▸ **Data**
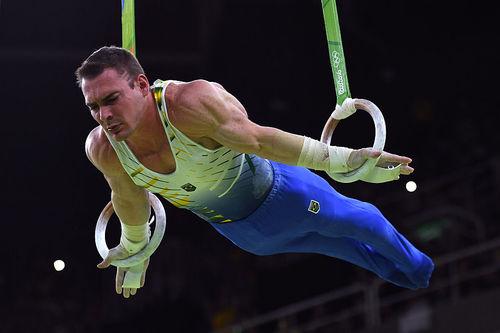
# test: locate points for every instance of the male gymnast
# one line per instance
(193, 144)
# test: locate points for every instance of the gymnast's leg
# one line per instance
(360, 221)
(351, 251)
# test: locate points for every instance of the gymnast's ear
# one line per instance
(143, 84)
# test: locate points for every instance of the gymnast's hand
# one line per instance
(118, 253)
(387, 160)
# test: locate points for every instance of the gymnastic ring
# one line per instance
(378, 142)
(146, 252)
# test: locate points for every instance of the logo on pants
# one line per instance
(314, 207)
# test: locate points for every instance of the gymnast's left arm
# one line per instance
(219, 115)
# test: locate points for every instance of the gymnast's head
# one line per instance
(115, 89)
(109, 57)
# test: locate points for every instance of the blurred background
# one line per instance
(429, 65)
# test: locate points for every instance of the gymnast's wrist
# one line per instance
(317, 155)
(134, 237)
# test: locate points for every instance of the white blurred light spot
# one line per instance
(59, 265)
(411, 186)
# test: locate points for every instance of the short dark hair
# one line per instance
(120, 59)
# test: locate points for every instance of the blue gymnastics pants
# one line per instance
(304, 214)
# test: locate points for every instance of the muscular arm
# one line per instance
(130, 201)
(208, 110)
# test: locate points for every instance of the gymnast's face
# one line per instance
(116, 106)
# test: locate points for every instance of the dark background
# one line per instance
(429, 65)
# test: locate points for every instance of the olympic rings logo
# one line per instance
(335, 59)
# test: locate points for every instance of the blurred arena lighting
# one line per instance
(59, 265)
(411, 186)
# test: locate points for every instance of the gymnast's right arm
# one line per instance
(130, 203)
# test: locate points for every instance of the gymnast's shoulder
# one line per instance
(100, 152)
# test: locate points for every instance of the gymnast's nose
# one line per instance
(105, 114)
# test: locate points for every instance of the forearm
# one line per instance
(293, 149)
(279, 146)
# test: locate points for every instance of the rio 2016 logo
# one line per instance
(338, 73)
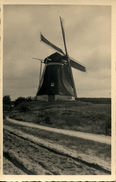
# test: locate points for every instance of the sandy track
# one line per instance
(87, 136)
(90, 161)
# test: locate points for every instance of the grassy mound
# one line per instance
(73, 115)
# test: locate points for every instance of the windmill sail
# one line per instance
(42, 38)
(77, 66)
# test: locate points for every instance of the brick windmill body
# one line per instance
(56, 82)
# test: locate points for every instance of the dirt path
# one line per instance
(45, 158)
(87, 136)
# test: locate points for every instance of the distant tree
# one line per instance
(19, 100)
(7, 101)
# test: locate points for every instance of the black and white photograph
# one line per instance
(57, 93)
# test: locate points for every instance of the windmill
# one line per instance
(57, 79)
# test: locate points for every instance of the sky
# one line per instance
(88, 39)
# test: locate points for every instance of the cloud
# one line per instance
(88, 37)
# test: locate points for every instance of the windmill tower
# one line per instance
(57, 79)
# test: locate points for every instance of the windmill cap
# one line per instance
(56, 57)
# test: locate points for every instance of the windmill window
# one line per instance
(52, 84)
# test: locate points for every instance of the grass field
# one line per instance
(74, 115)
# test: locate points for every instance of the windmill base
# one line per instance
(52, 98)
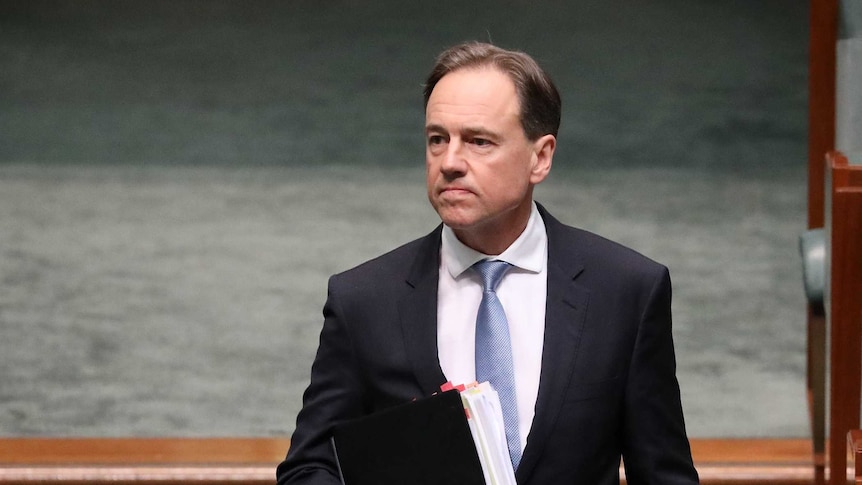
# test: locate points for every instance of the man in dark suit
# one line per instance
(588, 321)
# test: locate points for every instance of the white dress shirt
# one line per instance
(522, 292)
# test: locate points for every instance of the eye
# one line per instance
(436, 140)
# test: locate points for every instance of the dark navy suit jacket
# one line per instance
(607, 388)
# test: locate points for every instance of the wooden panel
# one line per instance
(139, 451)
(823, 30)
(121, 461)
(854, 461)
(844, 308)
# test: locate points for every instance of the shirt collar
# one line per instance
(528, 252)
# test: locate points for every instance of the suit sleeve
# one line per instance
(655, 449)
(334, 394)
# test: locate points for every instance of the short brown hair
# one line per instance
(538, 97)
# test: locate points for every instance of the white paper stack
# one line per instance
(485, 418)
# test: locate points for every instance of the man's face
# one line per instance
(480, 166)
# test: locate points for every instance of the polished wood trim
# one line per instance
(140, 451)
(823, 35)
(854, 460)
(844, 213)
(170, 461)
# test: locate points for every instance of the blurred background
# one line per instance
(179, 178)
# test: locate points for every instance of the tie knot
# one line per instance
(492, 272)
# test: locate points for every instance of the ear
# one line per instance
(543, 156)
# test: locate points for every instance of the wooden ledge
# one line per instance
(165, 461)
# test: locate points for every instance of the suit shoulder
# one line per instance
(606, 255)
(394, 263)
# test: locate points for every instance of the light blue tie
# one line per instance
(494, 351)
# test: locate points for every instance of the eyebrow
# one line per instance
(467, 131)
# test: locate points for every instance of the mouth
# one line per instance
(454, 192)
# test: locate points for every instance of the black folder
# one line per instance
(423, 442)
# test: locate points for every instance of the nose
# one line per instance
(454, 163)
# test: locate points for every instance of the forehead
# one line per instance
(482, 90)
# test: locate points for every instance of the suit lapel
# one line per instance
(418, 312)
(565, 314)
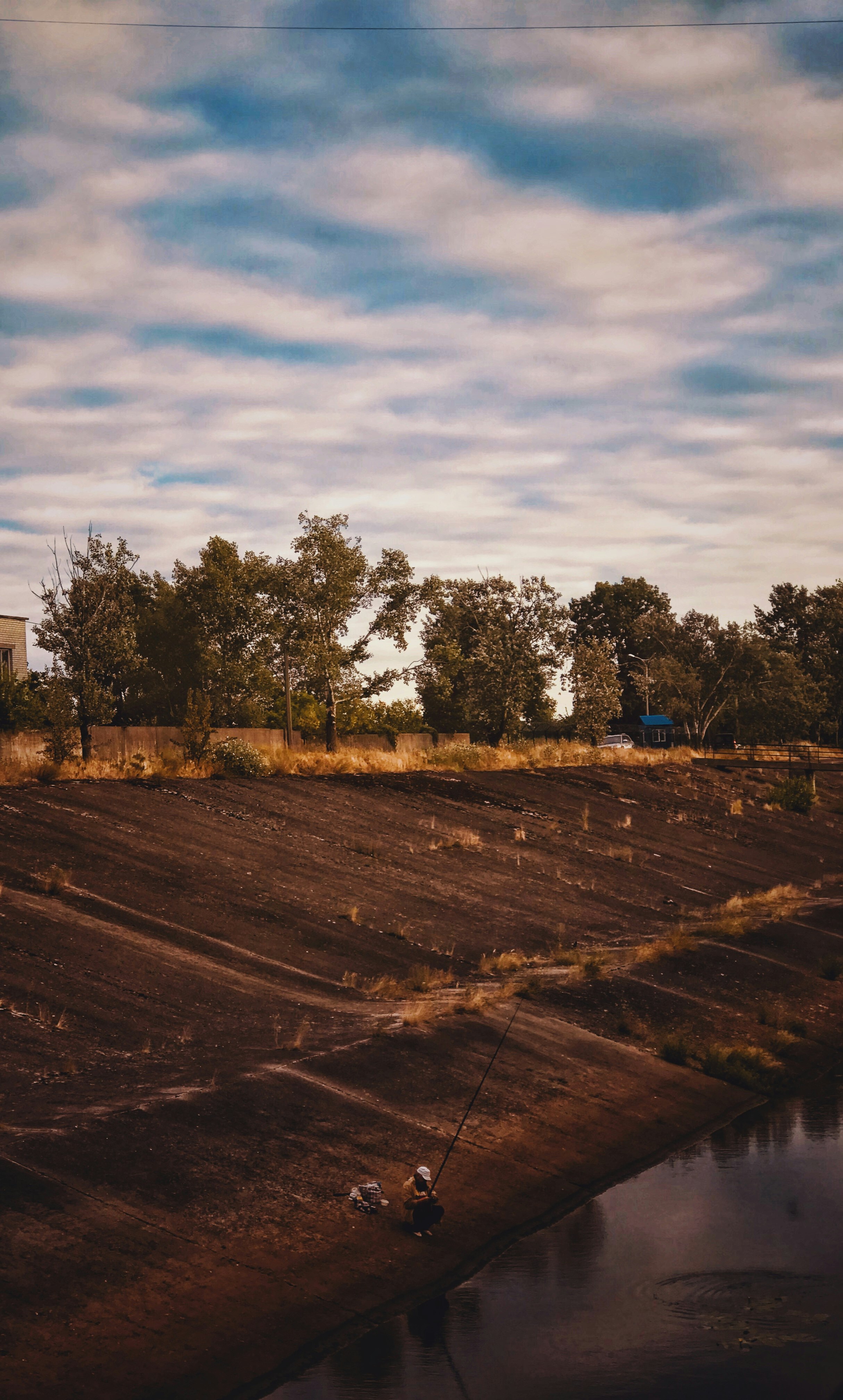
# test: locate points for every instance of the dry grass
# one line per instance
(673, 946)
(422, 978)
(54, 880)
(387, 988)
(743, 913)
(502, 962)
(562, 957)
(461, 838)
(457, 757)
(419, 1013)
(744, 1064)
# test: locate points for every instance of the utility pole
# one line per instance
(289, 702)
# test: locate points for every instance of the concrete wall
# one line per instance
(13, 636)
(412, 742)
(112, 744)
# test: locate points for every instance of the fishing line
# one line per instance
(475, 1095)
(424, 28)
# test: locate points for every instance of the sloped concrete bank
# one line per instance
(191, 1086)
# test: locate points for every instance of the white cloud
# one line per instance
(541, 425)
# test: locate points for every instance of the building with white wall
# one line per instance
(13, 647)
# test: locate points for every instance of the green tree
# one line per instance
(223, 604)
(89, 626)
(22, 702)
(61, 710)
(702, 671)
(776, 702)
(635, 617)
(197, 727)
(492, 649)
(596, 686)
(317, 597)
(172, 659)
(809, 626)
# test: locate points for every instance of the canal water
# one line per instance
(713, 1276)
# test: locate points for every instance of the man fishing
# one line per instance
(422, 1203)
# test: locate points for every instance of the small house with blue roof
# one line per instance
(656, 731)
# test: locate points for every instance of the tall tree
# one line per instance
(810, 628)
(89, 626)
(225, 604)
(635, 617)
(492, 649)
(775, 701)
(702, 670)
(321, 593)
(596, 686)
(172, 659)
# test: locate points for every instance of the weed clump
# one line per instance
(384, 989)
(676, 1051)
(562, 957)
(54, 880)
(419, 1013)
(422, 978)
(831, 968)
(793, 796)
(741, 913)
(592, 966)
(239, 759)
(460, 839)
(502, 962)
(747, 1066)
(673, 946)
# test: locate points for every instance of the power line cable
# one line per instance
(424, 28)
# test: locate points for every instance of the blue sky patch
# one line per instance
(233, 341)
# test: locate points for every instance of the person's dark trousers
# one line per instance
(428, 1214)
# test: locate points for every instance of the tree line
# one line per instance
(247, 640)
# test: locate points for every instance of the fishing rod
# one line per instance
(474, 1097)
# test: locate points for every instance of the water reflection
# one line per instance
(718, 1272)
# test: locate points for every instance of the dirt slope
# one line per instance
(188, 1086)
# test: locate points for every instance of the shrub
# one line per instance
(793, 794)
(62, 740)
(240, 759)
(197, 728)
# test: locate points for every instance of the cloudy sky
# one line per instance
(561, 303)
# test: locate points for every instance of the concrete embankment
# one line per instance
(192, 1088)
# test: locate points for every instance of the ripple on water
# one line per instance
(750, 1308)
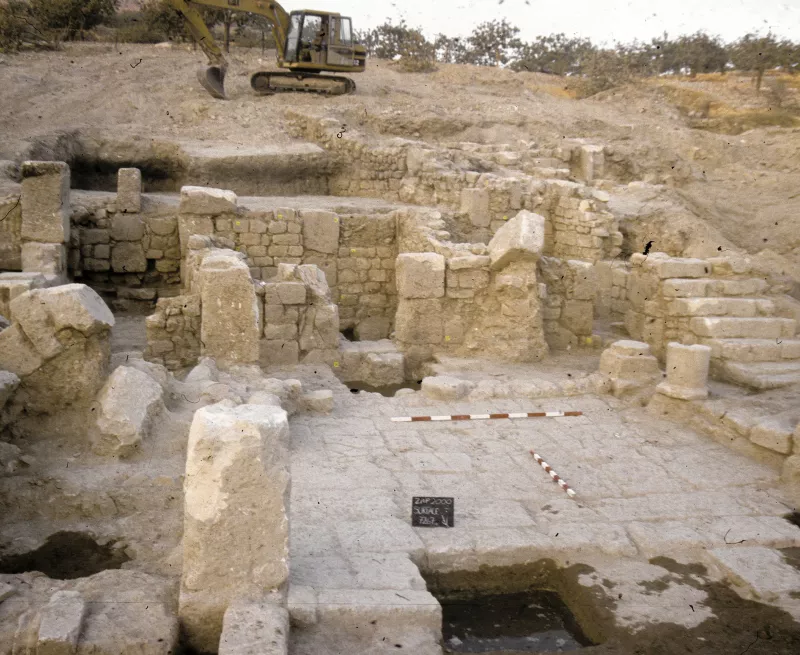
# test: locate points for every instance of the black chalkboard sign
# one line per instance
(428, 512)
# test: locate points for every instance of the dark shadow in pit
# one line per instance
(387, 390)
(738, 626)
(66, 556)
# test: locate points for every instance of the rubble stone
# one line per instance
(129, 401)
(129, 190)
(45, 202)
(687, 372)
(61, 623)
(520, 239)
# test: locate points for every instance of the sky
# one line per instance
(603, 21)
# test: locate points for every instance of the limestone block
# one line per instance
(319, 328)
(278, 352)
(316, 281)
(468, 262)
(236, 528)
(8, 385)
(129, 401)
(60, 625)
(230, 321)
(45, 202)
(14, 284)
(250, 628)
(687, 372)
(291, 293)
(45, 258)
(373, 328)
(520, 239)
(420, 275)
(128, 257)
(129, 190)
(578, 316)
(318, 401)
(419, 322)
(42, 313)
(444, 387)
(676, 267)
(17, 353)
(207, 201)
(127, 227)
(320, 231)
(475, 203)
(774, 433)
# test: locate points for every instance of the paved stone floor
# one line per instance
(645, 487)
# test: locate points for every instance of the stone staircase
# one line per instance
(750, 344)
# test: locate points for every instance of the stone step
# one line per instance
(754, 350)
(728, 327)
(683, 287)
(758, 375)
(716, 306)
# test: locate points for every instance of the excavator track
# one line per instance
(268, 83)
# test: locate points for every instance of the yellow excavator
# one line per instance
(308, 43)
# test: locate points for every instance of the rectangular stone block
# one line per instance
(230, 325)
(207, 201)
(236, 528)
(475, 203)
(420, 275)
(278, 353)
(129, 190)
(254, 629)
(45, 201)
(320, 231)
(60, 625)
(45, 258)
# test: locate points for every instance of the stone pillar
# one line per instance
(258, 628)
(475, 203)
(129, 190)
(687, 372)
(61, 623)
(236, 526)
(229, 329)
(45, 217)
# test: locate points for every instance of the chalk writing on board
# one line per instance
(432, 512)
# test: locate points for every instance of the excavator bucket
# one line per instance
(213, 81)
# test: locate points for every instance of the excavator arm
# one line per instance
(213, 79)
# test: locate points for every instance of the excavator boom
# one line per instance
(332, 50)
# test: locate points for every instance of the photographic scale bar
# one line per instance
(483, 417)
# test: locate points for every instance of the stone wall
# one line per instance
(568, 300)
(10, 233)
(482, 304)
(173, 332)
(578, 223)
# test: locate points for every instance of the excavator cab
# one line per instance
(319, 41)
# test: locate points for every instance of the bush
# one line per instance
(604, 70)
(71, 18)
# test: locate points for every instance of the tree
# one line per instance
(554, 54)
(451, 50)
(72, 17)
(700, 53)
(756, 53)
(19, 27)
(387, 41)
(492, 42)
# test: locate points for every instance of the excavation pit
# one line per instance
(67, 556)
(527, 622)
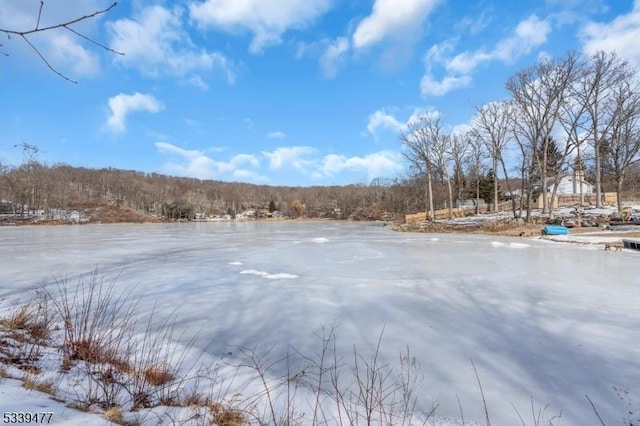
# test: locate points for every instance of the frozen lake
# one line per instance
(548, 321)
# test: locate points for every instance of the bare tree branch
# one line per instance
(24, 35)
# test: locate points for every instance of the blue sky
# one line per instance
(278, 92)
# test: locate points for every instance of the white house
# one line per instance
(573, 184)
(570, 184)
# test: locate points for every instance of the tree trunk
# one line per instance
(432, 211)
(506, 178)
(619, 180)
(495, 184)
(598, 176)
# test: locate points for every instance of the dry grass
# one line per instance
(26, 324)
(223, 415)
(114, 415)
(30, 383)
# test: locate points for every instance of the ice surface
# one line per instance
(548, 321)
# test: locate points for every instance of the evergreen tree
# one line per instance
(486, 186)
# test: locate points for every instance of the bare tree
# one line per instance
(476, 153)
(419, 141)
(539, 94)
(605, 71)
(458, 152)
(492, 123)
(624, 135)
(68, 25)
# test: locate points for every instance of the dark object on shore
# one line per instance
(621, 222)
(555, 230)
(631, 244)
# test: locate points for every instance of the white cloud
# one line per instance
(382, 120)
(122, 104)
(392, 18)
(620, 35)
(385, 119)
(266, 20)
(156, 43)
(375, 165)
(528, 34)
(295, 156)
(195, 163)
(68, 53)
(431, 86)
(276, 135)
(333, 55)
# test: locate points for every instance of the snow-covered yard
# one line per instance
(543, 324)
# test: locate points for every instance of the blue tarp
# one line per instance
(555, 230)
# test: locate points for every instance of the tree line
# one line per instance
(566, 114)
(37, 189)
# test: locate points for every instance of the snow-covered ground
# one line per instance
(542, 323)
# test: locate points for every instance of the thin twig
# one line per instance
(484, 402)
(594, 410)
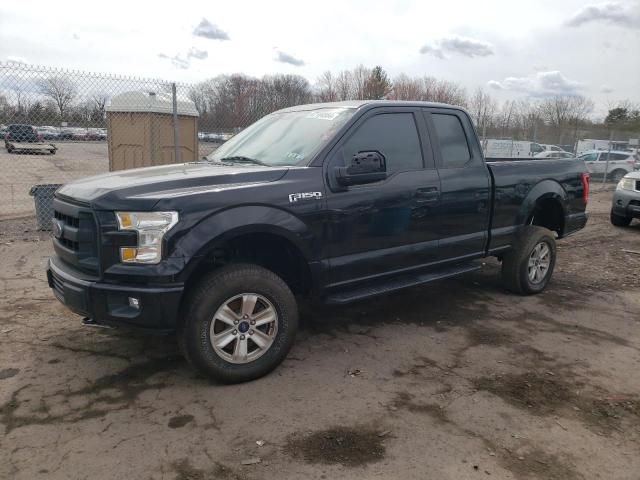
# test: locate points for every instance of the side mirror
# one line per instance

▸ **Written problem**
Put "bush" in place of "shrub" and write out again the lines from the one with "# test: locate points for every instance of the man fishing" through the one with "(750, 1308)", changing nothing else.

▸ **The completed task**
# test: locate points for every instance of the man fishing
# one line per instance
(422, 1203)
# test: locate points for every instance of the small house with blue roof
# one line per instance
(656, 731)
# test: locate points for every instance of the tall tree
# one line per instance
(810, 628)
(89, 626)
(225, 604)
(635, 617)
(492, 649)
(775, 701)
(702, 670)
(321, 593)
(596, 686)
(172, 659)
# test: locate points for every instance of the weed clump
# one line per instance
(384, 989)
(676, 1051)
(562, 957)
(54, 880)
(419, 1013)
(422, 978)
(831, 968)
(793, 796)
(741, 913)
(592, 966)
(239, 759)
(460, 839)
(502, 962)
(747, 1066)
(673, 946)
# test: locate points for every instance of the power line cable
# one line per instance
(424, 28)
# test: locate points for every instance of the blue sky patch
# one line per instance
(233, 341)
# test: locate points for every instance of the person's dark trousers
# one line per instance
(428, 1214)
# test: locate points for every instance of the tree line
# one line per instance
(247, 640)
# test: locate points for every instance of the fishing rod
# one line per instance
(474, 1097)
# test: locate points for every instance of the water reflection
# one line per instance
(718, 1272)
# test: locate points for every instance of the dirt slope
# one line per instance
(188, 1086)
# test: locate points for every instance of the bush
# one line per instance
(793, 794)
(62, 740)
(240, 759)
(197, 728)
# test: locate points for every instance of the cloudy sky
# one line per instance
(561, 303)
# test: locate points for every instance of the concrete embankment
# one line per instance
(192, 1088)
# test: locate points for every instance of the ripple on water
# one line per instance
(750, 1308)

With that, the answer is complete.